**Tareas propuestas:**
1 – Responde estas preguntas sobre el texto acerca de la compasión y la moral:
(a) ¿En qué fundaba Hume la moral?
(b) ¿Con qué dice Victoria Camps que debe complementarse la compasión?
(c) ¿De quién se percibe aún el eco y la enorme influencia en la idea de que el entorno modela la personalidad?
2 – Escribe, por favor, la continuación del texto sobre la compasión y la moral a partir de su última frase.

**Texto proporcionado:**
• • • • • • •

No es tarea
fácil saber qué debe fundar la moral si el discurso racional o las motivaciones
sentimentales El asunto dividió a los grandes filósofos. Hume la fundaba en
la compasión y Kant en los juicios basados en la razón. El adoptar una u otra
postura quizá tenga que ver con la dual tendencia del hombre a contemplar las
cosas del mundo, desde una visión más teñida de emociones o desde otra
despojada de ellas.
Victoria
Camps (VC) en este libro se decanta por Hume, aunque no sin contradicciones. La
compasión es necesaria porque nos humaniza, dice, pero debemos complementarla con
la justicia, porque aquella no puede llegar a todos los rincones y porque puede
caer en la humillación del necesitado o en la complacencia del bienhechor. Pero
sin compasión la mera justicia se burocratiza y termina igualmente por
abandonar en su soledad al humillado.
¿Podríamos
sustituir la ley por una moral pública? ¿Podríamos forjar el carácter como
pensaban los griegos, educar a la población en las virtudes cívicas, en valores
como dicen los maestros en las clases de ética? VC cree que el hombre no es
bueno ni malo por naturaleza y que la personalidad se puede modelar y de hecho
el entorno en que el hombre vive lo modela. Ahí está el eco, la enorme
influencia aún, de Franz Boas. No fundamenta VC por qué los sentimientos pueden
y deben ser una guía, porque parte de un supuesto: las emociones son necesarias
como motivadoras de la acción moral. Más que eso, cualquier concepción política
debe tener en cuenta las motivaciones de los ciudadanos (¡Echemos un vistazo a
lo que está ocurriendo en el mundo ahora mismo!). ¿Deben traspasar las
emociones, por ejemplo la ira (aunque la mutemos en indignación), el ámbito de
la privacidad, ante la corrupción, el terrorismo? ¿Debe la desaprobación moral
convertirse en política? La filósofa cree que sí.
Así que,
las emociones se pueden gobernar. Se puede formar el carácter, dirigirlo,
orientarlo, porque hay emociones buenas y emociones males. Pero Victoria Camps,
enemiga de los dilemas (¡demasiado racionales!) como forma de dar cuenta de las
encrucijadas morales, pasa por alto la realidad dilemática: naturaleza/cultura,
vida privada/ vida publica, en que la vida del hombre se desenvuelve.
Siguiendo
la pulsión romántica, Victoria Camps transfiere la autoridad moral de la razón
a las emociones, de la vida adulta a la infantil, por así decir. Pero la
naturaleza humana es insoslayable, cada hombre está construido de una forma,
todos somos iguales y todos diferentes. Le emoción embarga al individuo, pero
la vida pública está regulada por leyes comunes, universales. La vida privada
es el mundo de lo aleatorio, la del cambio continuo; la vida pública está
regida por instituciones que se pretenden duraderas y así como la vida privada
es difícil de regular, la pública no puede ser el teatro de las emociones a
riesgo de reventar el contrato social.

• • • • • • •

**Líneas de datos:**
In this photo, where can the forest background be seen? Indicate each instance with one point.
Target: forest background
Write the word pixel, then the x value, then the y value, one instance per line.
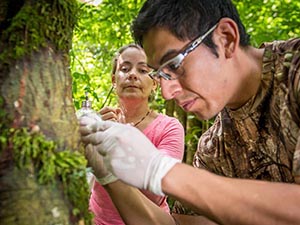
pixel 51 53
pixel 105 27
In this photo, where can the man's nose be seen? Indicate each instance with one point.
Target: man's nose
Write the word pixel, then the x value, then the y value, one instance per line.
pixel 132 74
pixel 170 88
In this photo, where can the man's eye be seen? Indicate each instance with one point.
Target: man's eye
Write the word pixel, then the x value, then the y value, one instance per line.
pixel 124 69
pixel 173 66
pixel 143 71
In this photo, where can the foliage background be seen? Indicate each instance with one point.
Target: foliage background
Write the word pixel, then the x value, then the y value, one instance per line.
pixel 104 28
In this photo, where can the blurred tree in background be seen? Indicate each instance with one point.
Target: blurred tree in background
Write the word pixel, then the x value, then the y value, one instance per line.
pixel 104 28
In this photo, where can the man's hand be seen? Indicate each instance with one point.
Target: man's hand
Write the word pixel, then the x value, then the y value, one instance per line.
pixel 131 155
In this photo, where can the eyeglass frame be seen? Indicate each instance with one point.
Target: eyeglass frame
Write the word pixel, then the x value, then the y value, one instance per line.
pixel 157 74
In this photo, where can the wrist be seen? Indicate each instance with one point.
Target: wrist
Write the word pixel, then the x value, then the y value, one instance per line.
pixel 160 166
pixel 109 178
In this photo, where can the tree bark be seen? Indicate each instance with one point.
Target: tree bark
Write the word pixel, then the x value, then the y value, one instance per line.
pixel 36 94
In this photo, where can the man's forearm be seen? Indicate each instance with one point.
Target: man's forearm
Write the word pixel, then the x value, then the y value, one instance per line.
pixel 135 208
pixel 233 201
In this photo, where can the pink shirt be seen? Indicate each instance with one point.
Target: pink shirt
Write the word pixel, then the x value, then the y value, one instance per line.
pixel 167 134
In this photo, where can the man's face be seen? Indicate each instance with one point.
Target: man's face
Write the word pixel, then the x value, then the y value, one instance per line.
pixel 204 86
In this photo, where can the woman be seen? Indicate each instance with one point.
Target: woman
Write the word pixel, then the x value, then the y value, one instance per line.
pixel 133 87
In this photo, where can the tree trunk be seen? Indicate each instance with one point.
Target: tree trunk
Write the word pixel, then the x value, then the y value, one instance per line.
pixel 36 95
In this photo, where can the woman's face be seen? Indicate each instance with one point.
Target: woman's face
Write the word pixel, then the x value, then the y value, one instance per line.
pixel 131 78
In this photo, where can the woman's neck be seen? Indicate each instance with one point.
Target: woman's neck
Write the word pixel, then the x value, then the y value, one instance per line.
pixel 134 112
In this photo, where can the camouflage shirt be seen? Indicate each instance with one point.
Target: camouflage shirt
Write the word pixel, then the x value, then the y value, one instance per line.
pixel 261 139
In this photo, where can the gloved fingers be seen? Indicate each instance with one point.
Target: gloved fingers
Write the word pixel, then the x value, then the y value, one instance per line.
pixel 109 113
pixel 93 138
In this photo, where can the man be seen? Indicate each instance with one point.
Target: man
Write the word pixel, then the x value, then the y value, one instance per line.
pixel 250 157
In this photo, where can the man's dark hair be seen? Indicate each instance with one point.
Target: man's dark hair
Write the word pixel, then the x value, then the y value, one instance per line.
pixel 186 19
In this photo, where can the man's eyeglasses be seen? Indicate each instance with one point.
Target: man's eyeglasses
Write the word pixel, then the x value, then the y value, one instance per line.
pixel 173 65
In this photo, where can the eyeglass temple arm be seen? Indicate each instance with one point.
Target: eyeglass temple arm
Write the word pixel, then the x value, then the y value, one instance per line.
pixel 199 40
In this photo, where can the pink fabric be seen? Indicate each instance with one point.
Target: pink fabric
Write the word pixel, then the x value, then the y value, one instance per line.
pixel 167 134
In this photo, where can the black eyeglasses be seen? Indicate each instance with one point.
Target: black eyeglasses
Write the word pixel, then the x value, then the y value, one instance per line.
pixel 174 64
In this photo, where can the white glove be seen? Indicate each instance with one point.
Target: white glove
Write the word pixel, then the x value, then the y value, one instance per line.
pixel 131 155
pixel 96 161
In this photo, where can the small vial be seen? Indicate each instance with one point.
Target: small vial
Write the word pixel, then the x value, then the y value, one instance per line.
pixel 86 107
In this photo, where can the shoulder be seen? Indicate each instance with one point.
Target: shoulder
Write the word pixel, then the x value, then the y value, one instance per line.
pixel 168 121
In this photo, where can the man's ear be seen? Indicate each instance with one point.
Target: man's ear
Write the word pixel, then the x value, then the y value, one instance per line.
pixel 228 36
pixel 155 85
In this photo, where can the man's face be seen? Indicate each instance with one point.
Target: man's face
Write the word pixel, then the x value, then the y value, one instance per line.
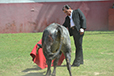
pixel 67 11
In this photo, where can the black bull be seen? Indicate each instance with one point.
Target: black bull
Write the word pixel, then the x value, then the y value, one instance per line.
pixel 55 41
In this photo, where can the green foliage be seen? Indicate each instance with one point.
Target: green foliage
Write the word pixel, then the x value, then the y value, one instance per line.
pixel 98 50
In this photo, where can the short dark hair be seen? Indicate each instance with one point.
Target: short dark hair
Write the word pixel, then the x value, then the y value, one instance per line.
pixel 65 6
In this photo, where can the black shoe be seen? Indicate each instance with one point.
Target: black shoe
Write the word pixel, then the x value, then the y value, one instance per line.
pixel 77 65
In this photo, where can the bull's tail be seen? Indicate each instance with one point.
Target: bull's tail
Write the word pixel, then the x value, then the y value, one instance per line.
pixel 60 31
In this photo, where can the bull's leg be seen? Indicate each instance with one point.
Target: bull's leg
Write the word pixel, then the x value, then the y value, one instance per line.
pixel 55 65
pixel 68 59
pixel 49 67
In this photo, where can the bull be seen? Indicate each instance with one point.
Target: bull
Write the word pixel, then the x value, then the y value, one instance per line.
pixel 55 41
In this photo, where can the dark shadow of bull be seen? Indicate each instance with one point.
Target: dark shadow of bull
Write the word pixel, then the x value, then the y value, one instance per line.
pixel 55 41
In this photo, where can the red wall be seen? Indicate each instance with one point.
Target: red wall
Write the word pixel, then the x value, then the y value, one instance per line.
pixel 35 17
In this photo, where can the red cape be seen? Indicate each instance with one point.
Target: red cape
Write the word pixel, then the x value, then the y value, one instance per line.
pixel 39 58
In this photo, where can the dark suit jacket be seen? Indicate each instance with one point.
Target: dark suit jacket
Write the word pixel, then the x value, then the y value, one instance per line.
pixel 78 19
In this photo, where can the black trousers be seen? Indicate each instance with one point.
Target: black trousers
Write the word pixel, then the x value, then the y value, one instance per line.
pixel 78 44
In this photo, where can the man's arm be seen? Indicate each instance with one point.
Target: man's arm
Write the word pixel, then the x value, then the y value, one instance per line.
pixel 65 23
pixel 83 19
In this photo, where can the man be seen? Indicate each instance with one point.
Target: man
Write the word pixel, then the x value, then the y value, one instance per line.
pixel 75 21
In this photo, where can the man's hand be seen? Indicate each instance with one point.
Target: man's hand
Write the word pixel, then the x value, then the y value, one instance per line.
pixel 81 31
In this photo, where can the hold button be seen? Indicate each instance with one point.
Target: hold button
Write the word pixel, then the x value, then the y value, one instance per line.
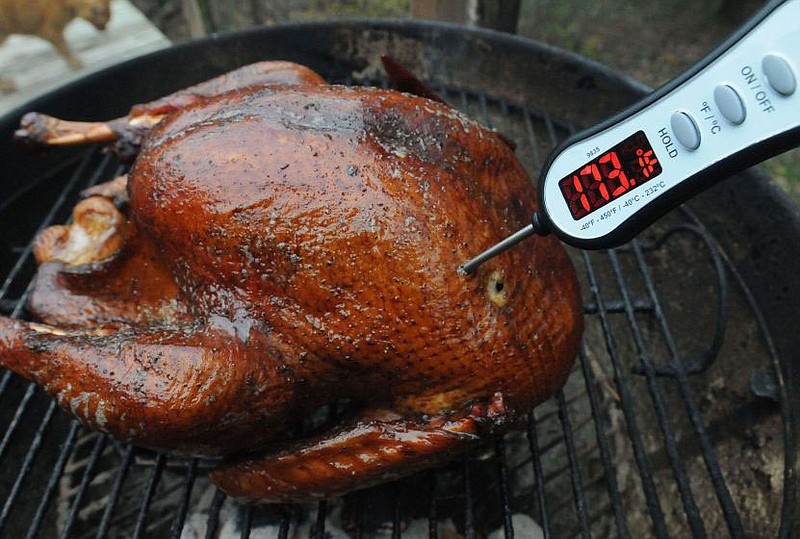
pixel 779 74
pixel 685 129
pixel 730 104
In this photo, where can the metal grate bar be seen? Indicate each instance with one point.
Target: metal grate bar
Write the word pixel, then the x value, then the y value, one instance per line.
pixel 213 514
pixel 97 450
pixel 36 444
pixel 469 508
pixel 183 508
pixel 541 497
pixel 318 530
pixel 396 514
pixel 660 408
pixel 283 532
pixel 150 489
pixel 11 198
pixel 616 307
pixel 788 510
pixel 51 215
pixel 626 400
pixel 116 490
pixel 15 421
pixel 502 472
pixel 710 355
pixel 66 450
pixel 709 455
pixel 433 519
pixel 610 477
pixel 575 470
pixel 246 518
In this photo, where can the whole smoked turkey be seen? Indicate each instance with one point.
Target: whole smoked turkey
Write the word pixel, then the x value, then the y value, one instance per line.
pixel 279 245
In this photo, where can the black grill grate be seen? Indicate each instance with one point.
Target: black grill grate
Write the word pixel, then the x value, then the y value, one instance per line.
pixel 634 444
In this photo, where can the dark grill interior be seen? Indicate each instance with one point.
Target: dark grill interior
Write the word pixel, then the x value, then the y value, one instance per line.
pixel 674 422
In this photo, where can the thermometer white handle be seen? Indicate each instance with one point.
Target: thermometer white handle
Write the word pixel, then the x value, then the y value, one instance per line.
pixel 739 106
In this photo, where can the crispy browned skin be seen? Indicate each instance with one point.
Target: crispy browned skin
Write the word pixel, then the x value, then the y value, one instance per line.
pixel 307 240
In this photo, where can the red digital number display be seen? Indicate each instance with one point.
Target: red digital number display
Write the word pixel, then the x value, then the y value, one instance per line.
pixel 613 173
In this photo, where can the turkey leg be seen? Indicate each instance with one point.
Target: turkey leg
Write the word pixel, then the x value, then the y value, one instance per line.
pixel 368 450
pixel 187 390
pixel 42 130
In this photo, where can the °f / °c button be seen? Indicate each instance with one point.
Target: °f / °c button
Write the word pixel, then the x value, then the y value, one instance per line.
pixel 685 130
pixel 730 103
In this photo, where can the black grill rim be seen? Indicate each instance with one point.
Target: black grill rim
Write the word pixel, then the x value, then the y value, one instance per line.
pixel 764 225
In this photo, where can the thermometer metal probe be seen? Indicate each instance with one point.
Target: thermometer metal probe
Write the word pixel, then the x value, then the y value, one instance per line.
pixel 736 107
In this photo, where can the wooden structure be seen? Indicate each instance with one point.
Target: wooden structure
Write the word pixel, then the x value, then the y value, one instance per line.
pixel 36 68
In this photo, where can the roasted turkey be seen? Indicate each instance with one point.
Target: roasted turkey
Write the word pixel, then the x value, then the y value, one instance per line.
pixel 280 245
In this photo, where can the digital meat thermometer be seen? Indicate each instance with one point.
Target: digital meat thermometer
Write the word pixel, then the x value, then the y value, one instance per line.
pixel 737 107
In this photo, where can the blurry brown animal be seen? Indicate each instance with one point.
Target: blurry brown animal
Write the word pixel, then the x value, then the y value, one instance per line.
pixel 47 19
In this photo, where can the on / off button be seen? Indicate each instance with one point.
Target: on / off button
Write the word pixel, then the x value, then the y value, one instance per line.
pixel 685 130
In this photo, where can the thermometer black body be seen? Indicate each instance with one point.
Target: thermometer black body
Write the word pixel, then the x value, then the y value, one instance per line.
pixel 737 107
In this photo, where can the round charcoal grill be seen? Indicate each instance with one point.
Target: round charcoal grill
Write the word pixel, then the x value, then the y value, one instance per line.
pixel 677 419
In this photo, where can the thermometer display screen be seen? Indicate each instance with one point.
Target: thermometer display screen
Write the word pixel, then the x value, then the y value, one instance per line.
pixel 609 176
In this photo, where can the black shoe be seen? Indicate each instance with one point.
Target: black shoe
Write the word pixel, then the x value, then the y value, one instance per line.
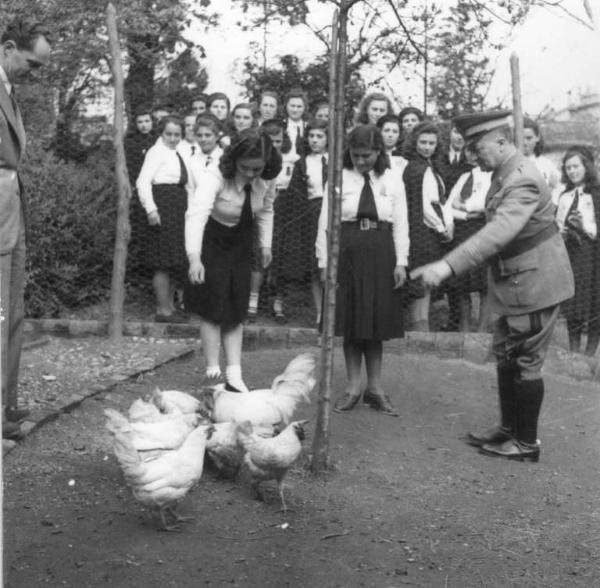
pixel 176 317
pixel 346 402
pixel 513 449
pixel 494 436
pixel 379 401
pixel 16 415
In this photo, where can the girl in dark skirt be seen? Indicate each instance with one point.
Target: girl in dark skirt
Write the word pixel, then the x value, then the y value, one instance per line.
pixel 163 187
pixel 297 263
pixel 578 217
pixel 372 264
pixel 218 241
pixel 466 203
pixel 430 223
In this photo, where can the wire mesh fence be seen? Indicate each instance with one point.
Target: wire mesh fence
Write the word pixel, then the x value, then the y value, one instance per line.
pixel 72 195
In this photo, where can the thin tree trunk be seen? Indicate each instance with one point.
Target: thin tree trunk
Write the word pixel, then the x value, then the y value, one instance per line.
pixel 117 295
pixel 320 448
pixel 517 106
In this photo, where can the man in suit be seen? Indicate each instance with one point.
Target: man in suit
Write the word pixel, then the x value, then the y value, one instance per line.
pixel 529 276
pixel 24 47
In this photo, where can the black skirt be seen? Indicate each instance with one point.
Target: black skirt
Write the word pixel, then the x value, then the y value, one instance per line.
pixel 227 258
pixel 474 280
pixel 165 243
pixel 367 305
pixel 582 252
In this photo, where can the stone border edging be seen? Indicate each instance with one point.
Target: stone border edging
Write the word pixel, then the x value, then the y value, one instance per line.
pixel 472 347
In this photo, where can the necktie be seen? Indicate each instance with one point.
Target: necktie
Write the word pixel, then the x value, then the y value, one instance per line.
pixel 467 190
pixel 324 171
pixel 298 141
pixel 183 176
pixel 246 215
pixel 366 204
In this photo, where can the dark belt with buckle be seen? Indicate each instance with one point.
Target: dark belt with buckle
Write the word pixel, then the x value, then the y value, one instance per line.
pixel 366 224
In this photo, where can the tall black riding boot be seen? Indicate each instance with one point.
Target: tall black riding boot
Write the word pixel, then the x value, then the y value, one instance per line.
pixel 529 398
pixel 592 345
pixel 507 372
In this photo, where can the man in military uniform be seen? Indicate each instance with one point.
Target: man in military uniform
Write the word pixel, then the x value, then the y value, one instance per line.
pixel 529 276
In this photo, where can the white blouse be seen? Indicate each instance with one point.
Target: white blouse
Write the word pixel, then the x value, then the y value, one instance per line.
pixel 161 166
pixel 431 195
pixel 398 162
pixel 202 161
pixel 223 200
pixel 585 207
pixel 390 201
pixel 476 201
pixel 314 171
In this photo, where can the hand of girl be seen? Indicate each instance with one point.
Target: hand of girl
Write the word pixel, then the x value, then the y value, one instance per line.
pixel 154 218
pixel 399 276
pixel 196 271
pixel 266 256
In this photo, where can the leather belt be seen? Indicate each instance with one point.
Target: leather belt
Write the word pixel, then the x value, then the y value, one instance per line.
pixel 366 224
pixel 517 247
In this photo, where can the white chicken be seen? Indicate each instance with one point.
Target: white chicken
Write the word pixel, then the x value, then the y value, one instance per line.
pixel 168 432
pixel 168 401
pixel 266 406
pixel 270 459
pixel 161 482
pixel 225 449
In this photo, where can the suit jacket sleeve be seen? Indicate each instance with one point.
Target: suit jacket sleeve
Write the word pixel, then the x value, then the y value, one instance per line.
pixel 518 201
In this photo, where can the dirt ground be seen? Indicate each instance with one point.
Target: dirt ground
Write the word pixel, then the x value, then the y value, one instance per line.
pixel 408 503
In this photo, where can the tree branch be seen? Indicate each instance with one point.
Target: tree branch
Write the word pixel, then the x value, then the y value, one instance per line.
pixel 406 32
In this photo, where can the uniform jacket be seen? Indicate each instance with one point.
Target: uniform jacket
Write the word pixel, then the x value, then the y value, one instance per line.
pixel 518 207
pixel 12 147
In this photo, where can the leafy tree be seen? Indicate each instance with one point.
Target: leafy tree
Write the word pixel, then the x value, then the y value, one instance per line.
pixel 463 73
pixel 154 48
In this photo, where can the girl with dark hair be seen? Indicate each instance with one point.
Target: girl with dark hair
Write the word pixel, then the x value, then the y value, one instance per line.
pixel 296 261
pixel 578 218
pixel 218 104
pixel 163 187
pixel 372 107
pixel 267 106
pixel 372 263
pixel 275 130
pixel 208 129
pixel 410 117
pixel 430 223
pixel 321 110
pixel 390 127
pixel 218 241
pixel 242 117
pixel 533 147
pixel 140 137
pixel 296 106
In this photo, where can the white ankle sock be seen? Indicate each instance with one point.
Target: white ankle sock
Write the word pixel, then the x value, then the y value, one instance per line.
pixel 233 375
pixel 253 303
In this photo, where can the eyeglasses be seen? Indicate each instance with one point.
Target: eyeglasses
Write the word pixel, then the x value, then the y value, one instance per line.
pixel 34 64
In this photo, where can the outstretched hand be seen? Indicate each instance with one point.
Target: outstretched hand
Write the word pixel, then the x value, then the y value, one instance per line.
pixel 432 274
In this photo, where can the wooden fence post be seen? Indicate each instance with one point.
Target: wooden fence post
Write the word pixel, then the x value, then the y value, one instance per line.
pixel 517 105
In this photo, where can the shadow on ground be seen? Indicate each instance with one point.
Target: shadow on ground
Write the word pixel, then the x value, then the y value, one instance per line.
pixel 408 503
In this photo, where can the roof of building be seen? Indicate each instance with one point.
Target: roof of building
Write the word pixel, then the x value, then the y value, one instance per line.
pixel 563 134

• • • • • • •

**Resultados obtenidos:**
1 –
(a) En la compasión.
(b) Con la justicia.
(c) De Franz Boas.

2 –
Como VC
señala, las emociones han tenido una función evolutiva. El miedo, por ejemplo,
nos hace huir de los depredadores o evitar el peligro. Pero la humanidad entró
en un nuevo estadio cuando fue consciente de su fortaleza –autonomía- y empezó
a construir la vida en común, las instituciones, las leyes, el gobierno. Una construcción
con toda la torpeza de lo nuevo improvisado, pero crecientemente racional. Con
el tiempo fuimos dejando atrás los impulsos irracionales y las hemos ido
depurando, limpiándolas de las impurezas de la pasión. Ya no concebimos un rey
como Enrique V o una pelea a muerte como la de Pedro I y su hermanastro Enrique
de Trástámara, aunque de vez en cuando aparece un cisne negro como Hitler (o
como Donald Trump). Las constituciones duraderas, consensuadas, racionales y
estables es el modo que hemos encontrado después de muchos forcejeos para
lograr una vida cada vez más justa, pacífica y racional. ¿Hemos de renunciar a
ello para dar gusto a las emociones?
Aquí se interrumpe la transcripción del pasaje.